#### EXCERPT

JOINT RESOLUTION NO. 9, OF FEBRUARY 22, 2024

Regulates the performance, requirements, duties, and responsibilities of the fiduciary agent in the issuance of Insurance Risk Notes through a Special Purpose Insurer.

The Superintendence of Private Insurance and the Central Bank of Brazil make public that the National Council of Private Insurance, in a session held on February 19, 2024, based on art. 32, items I and II, of Decree-Law No. 73, of November 21, 1966, and the National Monetary Council, in a session held on January 25, 2024, based on art. 4, item VIII, of Law No. 4.595, of December 31, 1964, having in view the provisions of art. 9 of Law No. 14.430, of August 3, 2022, and considering what is contained in Susep Process No. 15414.638034/2022-09,

R E S O L V E:

Art. 1. This Joint Resolution regulates the performance, requirements, duties, and responsibilities of the fiduciary agent in the issuance of Insurance Risk Notes (LRS) through a Special Purpose Insurer (SSPE).

Sole Paragraph. For the purposes of this Joint Resolution, the following shall be considered:

I - Special Purpose Insurer (SSPE): an insurance company whose exclusive purpose is to carry out one or more operations, with independent assets, of transfer of insurance, pension, supplementary health, reinsurance, or retrocession risks from one or more counterparties and their financing via the issuance of LRS, a debt instrument linked to insurance and reinsurance risks;

II - Insurance Risk Note (LRS): a nominative, transferable, and freely negotiable credit title, representing a promise of payment in money, linked to insurance and reinsurance risks;

III - insurance and reinsurance risks: insurance, pension, supplementary health, reinsurance, or retrocession risks;

IV - counterparty: the insurance company, the reinsurer, the pension entity, the supplementary health operator, or the legal entity, of public or private nature, headquartered in the country or not, that cedes insurance and reinsurance risks to the SSPE;

V - risk transfer contract: instrument entered into between the SSPE and the counterparty, with the transfer of risks from the counterparty to the SSPE;

VI - securitization operation: operation of transfer of insurance and reinsurance risks to the SSPE, which raises the necessary resources as collateral, through the issuance of LRS, with asset independence from other operations and from the SSPE itself, and with its own registration in the National Registry of Legal Entities (CNPJ);

VII - LRS premium: value paid by the counterparty to the SSPE as a result of the risk transfer contract;

VIII - securitization guarantee: resources raised by the SSPE from investor holders for each securitization operation of insurance and reinsurance risks, through the issuance of LRS, necessary to guarantee the insurance and reinsurance risks;

IX - independent operation assets: independent assets constituted for each securitization operation of insurance and reinsurance risks, affected and linked to the LRS, corresponding to the total value of the assets of each securitization operation; and

X - Maximum Risk Exposure (MRE): the total nominal value of the maximum possible loss arising from the risk transfer contract, which must be increased by any expenses that the SSPE may incur as a result of claims.

########

**TASKS:**
a) In the joint resolution on Insurance Risk Notes, on what date did the National Monetary Council hold its session?
b) Continue the joint resolution on Insurance Risk Notes from the point where it stops.
The lines that come next have no connection to the joint resolution.

#### EXTRACTED MATERIAL

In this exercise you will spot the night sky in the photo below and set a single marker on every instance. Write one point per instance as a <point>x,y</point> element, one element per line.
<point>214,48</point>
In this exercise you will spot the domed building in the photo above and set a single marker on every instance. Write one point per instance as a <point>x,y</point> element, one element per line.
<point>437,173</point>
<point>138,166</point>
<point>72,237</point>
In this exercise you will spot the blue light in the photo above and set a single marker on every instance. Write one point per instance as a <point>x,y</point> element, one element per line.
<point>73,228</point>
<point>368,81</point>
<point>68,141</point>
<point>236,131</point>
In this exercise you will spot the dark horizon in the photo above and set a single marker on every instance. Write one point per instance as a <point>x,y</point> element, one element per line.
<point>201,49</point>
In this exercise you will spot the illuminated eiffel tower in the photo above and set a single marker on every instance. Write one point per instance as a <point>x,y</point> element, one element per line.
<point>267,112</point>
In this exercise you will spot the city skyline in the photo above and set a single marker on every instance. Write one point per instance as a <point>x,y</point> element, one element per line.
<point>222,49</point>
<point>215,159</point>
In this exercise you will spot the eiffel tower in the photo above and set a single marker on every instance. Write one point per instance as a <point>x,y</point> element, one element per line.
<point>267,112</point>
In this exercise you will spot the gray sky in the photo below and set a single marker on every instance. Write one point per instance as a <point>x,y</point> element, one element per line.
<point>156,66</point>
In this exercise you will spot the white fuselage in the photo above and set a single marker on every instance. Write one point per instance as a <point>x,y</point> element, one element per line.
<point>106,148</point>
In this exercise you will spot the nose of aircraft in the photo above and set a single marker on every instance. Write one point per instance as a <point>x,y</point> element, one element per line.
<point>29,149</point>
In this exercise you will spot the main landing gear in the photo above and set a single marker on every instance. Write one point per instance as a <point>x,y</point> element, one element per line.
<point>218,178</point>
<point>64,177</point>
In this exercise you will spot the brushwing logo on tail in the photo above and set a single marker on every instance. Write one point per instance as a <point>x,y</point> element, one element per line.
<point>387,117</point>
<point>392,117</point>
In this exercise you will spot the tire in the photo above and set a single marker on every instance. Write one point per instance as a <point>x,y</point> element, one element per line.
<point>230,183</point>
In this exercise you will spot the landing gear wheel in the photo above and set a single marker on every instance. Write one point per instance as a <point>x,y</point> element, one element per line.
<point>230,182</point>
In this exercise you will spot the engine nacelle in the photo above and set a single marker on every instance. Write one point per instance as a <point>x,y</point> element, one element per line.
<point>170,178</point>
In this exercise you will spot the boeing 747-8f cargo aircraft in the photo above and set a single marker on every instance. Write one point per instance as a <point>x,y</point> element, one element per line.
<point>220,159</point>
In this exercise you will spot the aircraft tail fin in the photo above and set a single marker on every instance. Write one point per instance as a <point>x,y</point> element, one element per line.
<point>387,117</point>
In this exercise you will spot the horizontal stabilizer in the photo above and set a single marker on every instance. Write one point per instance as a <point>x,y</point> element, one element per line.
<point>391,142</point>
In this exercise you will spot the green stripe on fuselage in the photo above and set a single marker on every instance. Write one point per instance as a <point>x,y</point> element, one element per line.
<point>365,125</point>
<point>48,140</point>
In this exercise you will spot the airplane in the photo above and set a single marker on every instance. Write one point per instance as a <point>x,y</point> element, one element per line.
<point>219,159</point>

########

**RESPONSE LIST:**
a) January 25, 2024.

b)
Art. 2. The SSPE may appoint a fiduciary agent to represent the investor holders of the LRS.

§ 1. Only financial institutions and other institutions authorized to operate by the Central Bank of Brazil that have the administration or custody of third-party assets in their corporate object may be appointed as fiduciary agents.

§ 2. The identification of the fiduciary agent and its acceptance for the exercise of the function must be stated in the LRS.

§ 3. The appointment of the fiduciary agent shall be accompanied by the indication of its duties, its responsibilities, and its remuneration, the circumstances, conditions, and manner of its dismissal or replacement, and the other conditions of its performance, observing the applicable regulation.

§ 4. The remuneration of the fiduciary agent must be compatible with the responsibilities and the degree of dedication and diligence required for the exercise of the function.

§ 5. The SSPE shall make available to the appointed fiduciary agent access to all and any information necessary for the execution of its duties and responsibilities.

§ 6. It is prohibited for related parties to the SSPE to exercise the activity of fiduciary agent.

§ 7. It is prohibited to appoint a fiduciary agent that is a creditor, by any title, of the SSPE or of a company controlled by it.

§ 8. It is prohibited to appoint a fiduciary agent that, in any other way, is in a situation of conflict of interest.

§ 9. For LRS distributed publicly, the fiduciary agent shall also observe the regulation of the Securities and Exchange Commission (CVM).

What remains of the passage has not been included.